Return the records below exactly, leaving nothing out.
(Beginning of The records)
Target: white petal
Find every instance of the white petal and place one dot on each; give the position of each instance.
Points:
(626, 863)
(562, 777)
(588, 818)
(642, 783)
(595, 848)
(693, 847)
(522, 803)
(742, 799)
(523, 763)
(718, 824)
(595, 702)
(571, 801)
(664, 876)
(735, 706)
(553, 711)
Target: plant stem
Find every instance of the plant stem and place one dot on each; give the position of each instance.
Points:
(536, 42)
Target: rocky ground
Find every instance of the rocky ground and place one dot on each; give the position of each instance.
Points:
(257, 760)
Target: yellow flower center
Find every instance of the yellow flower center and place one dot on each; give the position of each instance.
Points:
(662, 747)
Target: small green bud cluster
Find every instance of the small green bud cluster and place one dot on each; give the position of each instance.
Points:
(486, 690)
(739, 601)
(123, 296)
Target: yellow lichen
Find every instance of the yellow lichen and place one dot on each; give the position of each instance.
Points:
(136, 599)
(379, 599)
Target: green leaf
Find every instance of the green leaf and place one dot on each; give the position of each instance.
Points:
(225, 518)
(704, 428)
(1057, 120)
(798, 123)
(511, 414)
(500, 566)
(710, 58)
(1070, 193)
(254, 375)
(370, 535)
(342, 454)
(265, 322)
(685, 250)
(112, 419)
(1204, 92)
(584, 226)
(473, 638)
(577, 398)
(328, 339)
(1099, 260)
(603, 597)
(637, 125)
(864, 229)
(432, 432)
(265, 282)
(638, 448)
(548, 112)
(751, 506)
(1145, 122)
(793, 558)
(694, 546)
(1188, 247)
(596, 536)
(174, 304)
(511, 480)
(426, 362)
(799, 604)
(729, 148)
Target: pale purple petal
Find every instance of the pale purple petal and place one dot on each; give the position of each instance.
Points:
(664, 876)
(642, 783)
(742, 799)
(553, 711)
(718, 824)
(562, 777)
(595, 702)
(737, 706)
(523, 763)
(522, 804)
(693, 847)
(End of The records)
# The answer:
Target: white petal
Find every instance of the white petal and place one dot on each; give the position of each instance.
Points:
(626, 863)
(562, 777)
(588, 818)
(642, 783)
(595, 848)
(693, 847)
(522, 803)
(742, 799)
(523, 763)
(718, 824)
(595, 702)
(571, 801)
(664, 876)
(735, 706)
(553, 711)
Target: plant stem
Find every instance of the plant stem and place one dot on each; give the position of each instance.
Points:
(536, 42)
Target: rocky ground
Find every instance of the rocky ground and place one dot on each; give the position of each instance.
Points:
(257, 760)
Target: yellow flower center
Find every instance of the yellow flower center and place one dot on each; give the position of each instance.
Points:
(662, 747)
Target: small green bud cluster
Find every instance of the small green bud cluster and place one dot on each; give the position of each instance.
Points:
(486, 690)
(739, 601)
(123, 296)
Target: yellow lichen
Find every instance of the yellow lichen and place one dot on each; give the position of each instance.
Points:
(136, 599)
(379, 599)
Target: green leaf
Find every instance of the green leaf and place one dot on each; give the position of each instance.
Points:
(225, 518)
(704, 428)
(1057, 120)
(798, 123)
(511, 414)
(500, 566)
(710, 58)
(1070, 193)
(254, 375)
(370, 535)
(342, 454)
(265, 322)
(685, 250)
(112, 419)
(1204, 92)
(584, 226)
(473, 638)
(577, 398)
(328, 339)
(1099, 260)
(603, 597)
(637, 125)
(864, 229)
(432, 432)
(265, 282)
(638, 448)
(548, 112)
(751, 506)
(1145, 122)
(793, 558)
(694, 546)
(1188, 247)
(596, 536)
(174, 304)
(511, 480)
(426, 362)
(799, 604)
(729, 148)
Target: pale purple petal
Find every instance of the pale purple petal and place one dot on each; give the position of each instance.
Points:
(664, 876)
(642, 783)
(742, 799)
(553, 711)
(718, 824)
(562, 777)
(595, 702)
(737, 706)
(523, 763)
(522, 804)
(693, 847)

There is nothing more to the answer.